_Task list_:
A. In the passage about Marion Island's mice, how much money will the planned eradication need?
B. Retype the part of the Marion Island passage between "Estimates indicate there" and "Ocean near Antarctica.", inclusive.
C. The Marion Island passage describes how climate change altered the island for the rodents. List every adjective it uses for the island before that change and after it.

Quoted passage section start

[Didn’t want to post this yesterday as some might have thought it an April Fool.]
Mice were introduced to Marion Island, a remote island between South Africa and Antarctica (Figure 1), 200 years ago. The house mice arrived on seal-hunter ships in the early 1800s, introducing the island’s first mammal predators. However, due to the warming climate their numbers are now said to be out of control, and they are eating young seabirds and causing major harm in a special nature reserve with ‘unique biodiversity.’ Climate change has turned a cold, windswept island into a warmer, drier, more hospitable home for the rodents.
Conservationists are now planning a mass extermination using helicopters and hundreds of tons of rodent poison, which needs to be dropped over Marion Island’s 297 km2 to ensure success. They say that even if one pregnant mouse survives, their prolific breeding ability means it may have all been for nothing.
Estimates indicate there are more than a million mice on Marion Island. They are feeding on invertebrates and, increasingly, on seabirds - both chicks in their nests and adults. A single mouse will feed on a bird several times its size.
Figure 1. Location of Marion Island
The Mouse-Free Marion project is seen as critical for the ecology of the largely uninhabited South African territory and the Southern Ocean. It would be the largest eradication of its kind if it succeeds. The island is home to globally significant populations of nearly 30 bird species and provides a rare undisturbed habitat for wandering albatrosses.
The amount of planning and finance needed ($25 million) means that a likely start date is not until 2027.
Figure 2. Marion Island, part of the Prince Edward Islands, a South African territory in the southern Indian Ocean near Antarctica.

Quoted passage section end
Data extracts section start

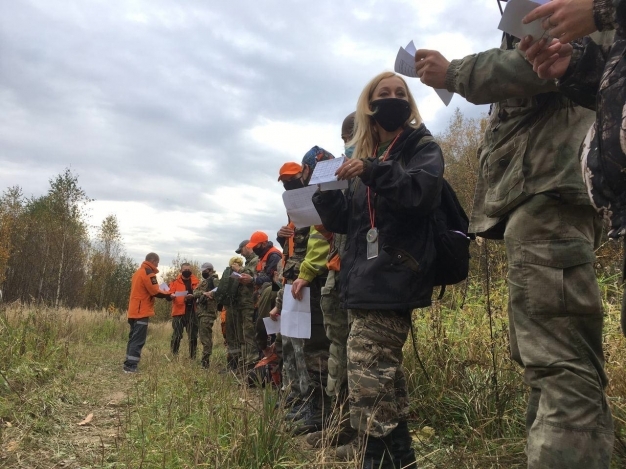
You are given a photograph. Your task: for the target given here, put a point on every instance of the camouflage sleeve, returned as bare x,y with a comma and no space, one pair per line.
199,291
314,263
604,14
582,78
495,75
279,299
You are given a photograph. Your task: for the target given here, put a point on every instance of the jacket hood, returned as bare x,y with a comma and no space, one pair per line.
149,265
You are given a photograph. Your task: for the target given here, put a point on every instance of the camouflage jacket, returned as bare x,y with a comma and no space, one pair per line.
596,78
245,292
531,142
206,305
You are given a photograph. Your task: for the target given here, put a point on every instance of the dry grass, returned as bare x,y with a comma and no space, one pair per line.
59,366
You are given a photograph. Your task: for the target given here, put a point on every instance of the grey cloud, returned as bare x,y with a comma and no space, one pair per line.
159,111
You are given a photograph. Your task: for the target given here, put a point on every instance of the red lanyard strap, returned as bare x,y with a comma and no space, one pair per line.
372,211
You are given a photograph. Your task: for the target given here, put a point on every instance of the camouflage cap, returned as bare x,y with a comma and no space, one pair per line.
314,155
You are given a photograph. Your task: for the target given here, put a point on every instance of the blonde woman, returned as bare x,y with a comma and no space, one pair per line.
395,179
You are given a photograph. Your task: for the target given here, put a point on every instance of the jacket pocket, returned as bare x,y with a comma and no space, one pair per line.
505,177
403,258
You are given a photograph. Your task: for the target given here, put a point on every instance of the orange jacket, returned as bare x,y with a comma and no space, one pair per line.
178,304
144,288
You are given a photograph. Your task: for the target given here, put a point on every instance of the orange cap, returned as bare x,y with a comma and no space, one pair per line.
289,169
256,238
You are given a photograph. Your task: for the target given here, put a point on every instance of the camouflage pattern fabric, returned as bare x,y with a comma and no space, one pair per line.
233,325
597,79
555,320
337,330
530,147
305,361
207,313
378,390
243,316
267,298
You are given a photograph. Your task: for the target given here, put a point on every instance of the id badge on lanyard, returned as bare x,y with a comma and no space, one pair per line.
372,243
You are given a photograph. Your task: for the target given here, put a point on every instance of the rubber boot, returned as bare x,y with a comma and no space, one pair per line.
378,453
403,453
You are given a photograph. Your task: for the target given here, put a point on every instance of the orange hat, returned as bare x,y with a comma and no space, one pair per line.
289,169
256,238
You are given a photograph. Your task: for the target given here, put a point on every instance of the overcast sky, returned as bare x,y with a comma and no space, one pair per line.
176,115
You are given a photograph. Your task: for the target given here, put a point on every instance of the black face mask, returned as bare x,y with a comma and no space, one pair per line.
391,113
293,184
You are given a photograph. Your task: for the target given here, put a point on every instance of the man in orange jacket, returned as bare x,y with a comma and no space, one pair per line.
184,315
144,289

Data extracts section end

_Per-task answers_:
A. $25 million.

B.
Estimates indicate there are more than a million mice on Marion Island. They are feeding on invertebrates and, increasingly, on seabirds - both chicks in their nests and adults. A single mouse will feed on a bird several times its size.
Figure 1. Location of Marion Island
The Mouse-Free Marion project is seen as critical for the ecology of the largely uninhabited South African territory and the Southern Ocean. It would be the largest eradication of its kind if it succeeds. The island is home to globally significant populations of nearly 30 bird species and provides a rare undisturbed habitat for wandering albatrosses.
The amount of planning and finance needed ($25 million) means that a likely start date is not until 2027.
Figure 2. Marion Island, part of the Prince Edward Islands, a South African territory in the southern Indian Ocean near Antarctica.

C.
Before: cold, windswept
After: warmer, drier, more hospitable